#### [Instructions to follow]
Without the pictures, can you quote each line below exactly?

+++ Information given +++

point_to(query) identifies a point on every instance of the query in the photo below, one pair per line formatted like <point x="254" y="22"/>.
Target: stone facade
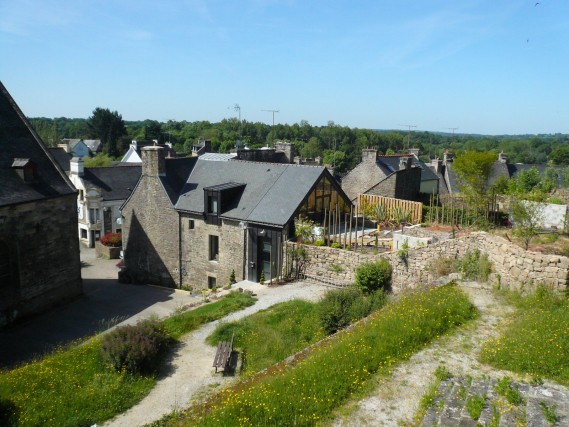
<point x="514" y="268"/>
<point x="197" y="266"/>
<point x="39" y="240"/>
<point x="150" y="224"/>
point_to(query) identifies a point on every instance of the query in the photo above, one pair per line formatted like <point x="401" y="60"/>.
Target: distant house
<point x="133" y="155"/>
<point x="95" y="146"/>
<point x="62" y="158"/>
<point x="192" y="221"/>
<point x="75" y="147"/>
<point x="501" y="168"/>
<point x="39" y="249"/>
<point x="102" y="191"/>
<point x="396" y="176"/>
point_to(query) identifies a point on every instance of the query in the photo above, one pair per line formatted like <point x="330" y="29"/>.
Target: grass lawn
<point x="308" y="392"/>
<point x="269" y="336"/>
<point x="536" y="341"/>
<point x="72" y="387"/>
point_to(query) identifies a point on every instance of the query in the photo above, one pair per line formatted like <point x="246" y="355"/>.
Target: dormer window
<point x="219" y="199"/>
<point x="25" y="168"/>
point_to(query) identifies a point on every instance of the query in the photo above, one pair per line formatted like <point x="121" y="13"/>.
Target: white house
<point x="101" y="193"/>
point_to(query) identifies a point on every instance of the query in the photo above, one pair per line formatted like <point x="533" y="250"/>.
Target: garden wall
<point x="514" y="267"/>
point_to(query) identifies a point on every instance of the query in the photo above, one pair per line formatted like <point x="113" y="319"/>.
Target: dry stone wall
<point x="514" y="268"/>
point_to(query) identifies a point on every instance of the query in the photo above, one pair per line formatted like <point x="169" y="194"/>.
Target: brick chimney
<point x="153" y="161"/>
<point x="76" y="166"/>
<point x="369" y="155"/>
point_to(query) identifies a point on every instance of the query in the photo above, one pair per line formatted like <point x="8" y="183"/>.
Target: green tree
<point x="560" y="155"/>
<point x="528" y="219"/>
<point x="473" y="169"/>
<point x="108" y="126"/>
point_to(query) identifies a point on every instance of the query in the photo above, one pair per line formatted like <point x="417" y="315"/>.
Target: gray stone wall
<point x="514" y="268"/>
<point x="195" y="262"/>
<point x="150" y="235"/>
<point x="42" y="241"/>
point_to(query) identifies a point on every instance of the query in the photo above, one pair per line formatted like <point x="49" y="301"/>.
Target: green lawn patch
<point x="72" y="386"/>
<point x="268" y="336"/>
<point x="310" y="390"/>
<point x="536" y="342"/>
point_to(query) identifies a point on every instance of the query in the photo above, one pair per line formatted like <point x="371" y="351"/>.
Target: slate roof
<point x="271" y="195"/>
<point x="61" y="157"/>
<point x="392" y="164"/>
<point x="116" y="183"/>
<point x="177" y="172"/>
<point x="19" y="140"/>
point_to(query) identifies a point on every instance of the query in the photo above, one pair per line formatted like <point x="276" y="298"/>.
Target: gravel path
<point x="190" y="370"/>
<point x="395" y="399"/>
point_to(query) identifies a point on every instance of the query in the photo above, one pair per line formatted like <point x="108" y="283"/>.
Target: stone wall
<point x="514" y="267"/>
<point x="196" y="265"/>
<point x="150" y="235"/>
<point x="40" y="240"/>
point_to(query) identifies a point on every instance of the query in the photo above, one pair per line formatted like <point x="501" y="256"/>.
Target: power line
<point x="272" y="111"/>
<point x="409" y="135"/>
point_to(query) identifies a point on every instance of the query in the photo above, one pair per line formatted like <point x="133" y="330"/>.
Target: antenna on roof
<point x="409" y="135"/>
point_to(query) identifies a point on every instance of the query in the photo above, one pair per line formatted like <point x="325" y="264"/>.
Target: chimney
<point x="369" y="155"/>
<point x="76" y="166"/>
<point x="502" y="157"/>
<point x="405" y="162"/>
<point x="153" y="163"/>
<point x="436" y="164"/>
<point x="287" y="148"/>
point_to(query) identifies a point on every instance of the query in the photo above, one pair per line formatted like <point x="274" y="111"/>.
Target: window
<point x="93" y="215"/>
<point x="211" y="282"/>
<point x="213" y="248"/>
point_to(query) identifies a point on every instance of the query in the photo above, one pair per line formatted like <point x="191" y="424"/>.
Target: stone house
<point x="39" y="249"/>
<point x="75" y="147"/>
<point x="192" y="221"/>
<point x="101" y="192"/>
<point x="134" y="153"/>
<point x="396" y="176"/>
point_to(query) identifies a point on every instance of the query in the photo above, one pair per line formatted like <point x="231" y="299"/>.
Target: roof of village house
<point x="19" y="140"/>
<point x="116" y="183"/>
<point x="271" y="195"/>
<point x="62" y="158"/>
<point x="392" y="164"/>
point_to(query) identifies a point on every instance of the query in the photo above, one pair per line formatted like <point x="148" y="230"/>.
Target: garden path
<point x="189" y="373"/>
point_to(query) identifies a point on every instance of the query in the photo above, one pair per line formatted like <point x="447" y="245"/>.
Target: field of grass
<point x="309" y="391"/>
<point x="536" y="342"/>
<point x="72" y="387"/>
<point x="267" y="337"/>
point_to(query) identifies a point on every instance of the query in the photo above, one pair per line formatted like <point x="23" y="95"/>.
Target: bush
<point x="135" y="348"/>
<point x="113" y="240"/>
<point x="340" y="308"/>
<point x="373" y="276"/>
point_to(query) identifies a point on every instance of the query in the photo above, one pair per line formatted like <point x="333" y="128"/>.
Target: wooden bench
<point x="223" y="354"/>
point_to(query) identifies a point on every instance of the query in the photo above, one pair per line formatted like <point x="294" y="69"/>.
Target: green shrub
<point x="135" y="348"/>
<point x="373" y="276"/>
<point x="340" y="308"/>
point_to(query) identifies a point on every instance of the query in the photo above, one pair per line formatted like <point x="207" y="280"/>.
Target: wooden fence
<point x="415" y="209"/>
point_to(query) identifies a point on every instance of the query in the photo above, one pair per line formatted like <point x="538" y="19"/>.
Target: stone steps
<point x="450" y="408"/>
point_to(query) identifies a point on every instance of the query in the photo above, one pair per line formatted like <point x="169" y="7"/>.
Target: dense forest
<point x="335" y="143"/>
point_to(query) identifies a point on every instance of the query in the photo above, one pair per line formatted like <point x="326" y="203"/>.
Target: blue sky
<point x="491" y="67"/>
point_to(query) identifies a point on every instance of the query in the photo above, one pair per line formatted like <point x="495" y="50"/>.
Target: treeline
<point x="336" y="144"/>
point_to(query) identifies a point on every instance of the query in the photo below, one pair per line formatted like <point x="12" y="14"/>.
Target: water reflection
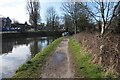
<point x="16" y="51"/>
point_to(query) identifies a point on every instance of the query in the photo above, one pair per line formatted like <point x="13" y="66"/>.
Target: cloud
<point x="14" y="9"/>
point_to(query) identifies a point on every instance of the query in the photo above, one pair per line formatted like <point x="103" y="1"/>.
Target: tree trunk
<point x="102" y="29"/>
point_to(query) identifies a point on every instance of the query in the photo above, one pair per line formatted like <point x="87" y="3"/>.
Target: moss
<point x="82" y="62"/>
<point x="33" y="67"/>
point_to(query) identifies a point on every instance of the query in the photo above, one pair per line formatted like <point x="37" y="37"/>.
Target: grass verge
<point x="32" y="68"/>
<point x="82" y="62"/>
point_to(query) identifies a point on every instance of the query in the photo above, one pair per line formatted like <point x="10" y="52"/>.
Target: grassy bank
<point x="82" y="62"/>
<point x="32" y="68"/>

+++

#### [Task solution]
point_to(query) identifies a point on every instance of the query in the photo below, one pair per line formatted like <point x="254" y="22"/>.
Target: stone facade
<point x="514" y="268"/>
<point x="197" y="266"/>
<point x="39" y="240"/>
<point x="150" y="224"/>
point_to(query) identifies a point on every instance of the query in the photo above, one pair per line formatted like <point x="401" y="60"/>.
Target: distant house
<point x="133" y="155"/>
<point x="95" y="146"/>
<point x="62" y="158"/>
<point x="192" y="221"/>
<point x="75" y="147"/>
<point x="501" y="168"/>
<point x="39" y="249"/>
<point x="102" y="191"/>
<point x="396" y="176"/>
point_to(query) identifies a point on every instance of the query in the photo above, one pair per line formatted like <point x="330" y="29"/>.
Target: grass lawn
<point x="308" y="392"/>
<point x="269" y="336"/>
<point x="536" y="341"/>
<point x="72" y="387"/>
point_to(query) identifies a point on every instance of the query in the photo above, one pair per line formatted like <point x="246" y="355"/>.
Target: dormer window
<point x="219" y="199"/>
<point x="25" y="168"/>
point_to(query) identifies a point on every instance of the query in the photo above, one pair per line formatted like <point x="121" y="13"/>.
Target: white house
<point x="101" y="193"/>
point_to(query) identifies a point on every instance of the query in the photo above, one pair per line formatted like <point x="533" y="250"/>.
Target: garden wall
<point x="514" y="267"/>
point_to(query) identifies a point on every instance of the query in the photo above, one pair per line formatted like <point x="113" y="319"/>.
Target: dry stone wall
<point x="514" y="268"/>
point_to(query) identifies a point on every instance of the query in the photo above, one pair per line formatted like <point x="169" y="194"/>.
Target: brick chimney
<point x="153" y="161"/>
<point x="76" y="166"/>
<point x="369" y="155"/>
point_to(query) identifies a point on every instance of the query in the photo above, one pair per line formatted like <point x="8" y="183"/>.
Target: green tree
<point x="560" y="155"/>
<point x="528" y="219"/>
<point x="473" y="169"/>
<point x="108" y="126"/>
point_to(query) identifies a point on every instance of the query in the photo above, one pair per line formatted like <point x="417" y="315"/>.
Target: gray stone wall
<point x="514" y="268"/>
<point x="195" y="262"/>
<point x="150" y="235"/>
<point x="42" y="241"/>
point_to(query) identifies a point on every instance of the query in the photo above, one pair per line formatted like <point x="49" y="301"/>.
Target: green lawn patch
<point x="72" y="386"/>
<point x="268" y="336"/>
<point x="310" y="390"/>
<point x="536" y="342"/>
point_to(query) identifies a point on every instance of the query in the photo above, one pair per line formatted like <point x="371" y="351"/>.
Target: slate roof
<point x="271" y="195"/>
<point x="61" y="157"/>
<point x="392" y="164"/>
<point x="116" y="183"/>
<point x="177" y="172"/>
<point x="19" y="140"/>
point_to(query) identifies a point on every instance of the query in the photo above, one pair per line formatted like <point x="276" y="298"/>.
Target: gravel path
<point x="190" y="370"/>
<point x="395" y="399"/>
point_to(query) identifies a point on every instance of the query in the photo above, one pair per line formatted like <point x="108" y="283"/>.
Target: stone wall
<point x="514" y="267"/>
<point x="196" y="265"/>
<point x="150" y="235"/>
<point x="40" y="240"/>
point_to(query) identifies a point on every instance of the query in the photo above, one pair per line formatted like <point x="501" y="256"/>.
Target: power line
<point x="272" y="111"/>
<point x="409" y="135"/>
point_to(query) identifies a point on every instance of the query in the photo above, one pair per line formatted like <point x="133" y="330"/>.
Target: antenna on roof
<point x="409" y="135"/>
point_to(query) identifies a point on every instance of the query in the photo above, one pair per line formatted like <point x="325" y="264"/>.
Target: chimney
<point x="369" y="155"/>
<point x="76" y="166"/>
<point x="502" y="157"/>
<point x="405" y="162"/>
<point x="153" y="163"/>
<point x="436" y="164"/>
<point x="287" y="148"/>
point_to(query) identifies a point on every instance of the query in the photo above, one pair per line formatted like <point x="274" y="111"/>.
Target: window
<point x="93" y="215"/>
<point x="211" y="282"/>
<point x="213" y="248"/>
point_to(query) identifies a point on every instance of the query in the photo above, one pair per line formatted like <point x="191" y="424"/>.
Target: stone house
<point x="39" y="249"/>
<point x="75" y="147"/>
<point x="192" y="221"/>
<point x="101" y="192"/>
<point x="134" y="153"/>
<point x="396" y="176"/>
point_to(query) identifies a point on every instance of the query in the photo above, one pair per line formatted like <point x="231" y="299"/>.
Target: roof of village house
<point x="19" y="140"/>
<point x="116" y="183"/>
<point x="271" y="195"/>
<point x="62" y="158"/>
<point x="392" y="164"/>
point_to(query) identifies a point on every instance of the query in the photo above, one pair per line formatted like <point x="148" y="230"/>.
Target: garden path
<point x="189" y="373"/>
point_to(query) identifies a point on every instance of the query in the photo above, one pair per line formatted like <point x="447" y="245"/>.
Target: field of grass
<point x="309" y="391"/>
<point x="536" y="342"/>
<point x="72" y="387"/>
<point x="267" y="337"/>
point_to(query) identifies a point on every instance of the query in the photo above, one pair per line formatted like <point x="23" y="95"/>.
Target: bush
<point x="135" y="348"/>
<point x="113" y="240"/>
<point x="340" y="308"/>
<point x="373" y="276"/>
point_to(query) identifies a point on every instance of the query in the photo above, one pair per line formatted like <point x="333" y="128"/>.
Target: wooden bench
<point x="223" y="354"/>
point_to(query) identifies a point on every instance of the query in the photo above, one pair per line formatted like <point x="294" y="69"/>.
Target: green shrub
<point x="135" y="348"/>
<point x="373" y="276"/>
<point x="340" y="308"/>
point_to(query) identifies a point on every instance of the query in the photo above, one pair per line formatted like <point x="207" y="280"/>.
Target: wooden fence
<point x="415" y="209"/>
point_to(query) identifies a point on every instance of the query in the photo above, one pair per line formatted like <point x="538" y="19"/>.
Target: stone steps
<point x="450" y="408"/>
point_to(query) identifies a point on every instance of the query in the photo above, one pair per line formatted like <point x="169" y="7"/>.
Target: dense forest
<point x="335" y="143"/>
point_to(query) identifies a point on every instance of the query in the photo above, one pair per line formatted like <point x="326" y="203"/>.
Target: blue sky
<point x="491" y="67"/>
point_to(query) identifies a point on every instance of the query in the photo above, one pair per line formatted like <point x="495" y="50"/>.
Target: treeline
<point x="336" y="144"/>
point_to(query) identifies a point on every instance of the query in the photo below, one pair per line formatted like <point x="12" y="14"/>.
Target: water reflection
<point x="16" y="51"/>
point_to(query) identifies a point on every instance of the query in the photo above, one pair per line formatted like <point x="13" y="66"/>.
Target: cloud
<point x="14" y="9"/>
point_to(query) identifies a point on every instance of the query in the photo above, one pair per line formatted like <point x="103" y="1"/>.
Target: tree trunk
<point x="102" y="29"/>
point_to(query) identifies a point on every instance of the query in the photo above, one pair per line formatted like <point x="87" y="3"/>.
Target: moss
<point x="82" y="62"/>
<point x="33" y="67"/>
point_to(query) identifies a point on every instance of the query in the photo above, one pair per line formatted like <point x="37" y="37"/>.
Target: grass verge
<point x="32" y="68"/>
<point x="82" y="62"/>
point_to(query) identifies a point on every instance of the query in the photo above, one pair per line formatted like <point x="10" y="52"/>.
Target: grassy bank
<point x="82" y="62"/>
<point x="32" y="68"/>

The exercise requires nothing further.